=== Task details ===
Can you gather and copy every line below that contains the word "mountain"?

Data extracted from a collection
-*-
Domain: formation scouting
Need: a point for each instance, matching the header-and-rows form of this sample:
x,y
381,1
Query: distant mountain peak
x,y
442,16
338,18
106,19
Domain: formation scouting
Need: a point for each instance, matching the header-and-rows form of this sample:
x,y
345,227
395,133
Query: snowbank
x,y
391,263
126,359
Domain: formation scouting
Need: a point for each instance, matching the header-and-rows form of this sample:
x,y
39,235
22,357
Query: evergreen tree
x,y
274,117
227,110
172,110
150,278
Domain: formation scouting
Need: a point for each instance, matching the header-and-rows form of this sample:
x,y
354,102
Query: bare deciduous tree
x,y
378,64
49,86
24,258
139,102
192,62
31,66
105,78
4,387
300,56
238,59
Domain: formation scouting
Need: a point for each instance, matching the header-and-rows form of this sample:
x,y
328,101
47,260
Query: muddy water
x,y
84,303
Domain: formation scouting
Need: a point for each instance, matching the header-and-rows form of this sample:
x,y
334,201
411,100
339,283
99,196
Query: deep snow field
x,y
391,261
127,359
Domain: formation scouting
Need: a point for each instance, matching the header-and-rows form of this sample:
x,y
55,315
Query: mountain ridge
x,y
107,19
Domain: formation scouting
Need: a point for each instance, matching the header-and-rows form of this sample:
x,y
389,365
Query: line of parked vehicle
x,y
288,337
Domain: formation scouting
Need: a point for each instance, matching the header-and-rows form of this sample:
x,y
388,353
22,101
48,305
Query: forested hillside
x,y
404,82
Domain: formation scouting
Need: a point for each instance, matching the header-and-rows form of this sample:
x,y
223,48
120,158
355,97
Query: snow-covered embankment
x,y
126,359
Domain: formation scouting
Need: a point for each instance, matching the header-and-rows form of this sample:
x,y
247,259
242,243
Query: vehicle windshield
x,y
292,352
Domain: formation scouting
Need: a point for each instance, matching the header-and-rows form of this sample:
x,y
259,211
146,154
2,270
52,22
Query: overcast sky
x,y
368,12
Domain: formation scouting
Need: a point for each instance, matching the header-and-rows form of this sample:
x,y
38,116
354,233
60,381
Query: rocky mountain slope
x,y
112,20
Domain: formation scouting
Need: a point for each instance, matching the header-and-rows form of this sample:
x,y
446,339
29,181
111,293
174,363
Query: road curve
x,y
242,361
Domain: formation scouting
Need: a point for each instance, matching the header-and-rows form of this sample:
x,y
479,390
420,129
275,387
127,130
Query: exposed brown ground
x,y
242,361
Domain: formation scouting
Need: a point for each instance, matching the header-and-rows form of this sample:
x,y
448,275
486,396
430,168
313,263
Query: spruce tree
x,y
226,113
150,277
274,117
-*-
=== Solution to this problem ===
Query: distant mountain peak
Query: mountain ridge
Query: rocky mountain slope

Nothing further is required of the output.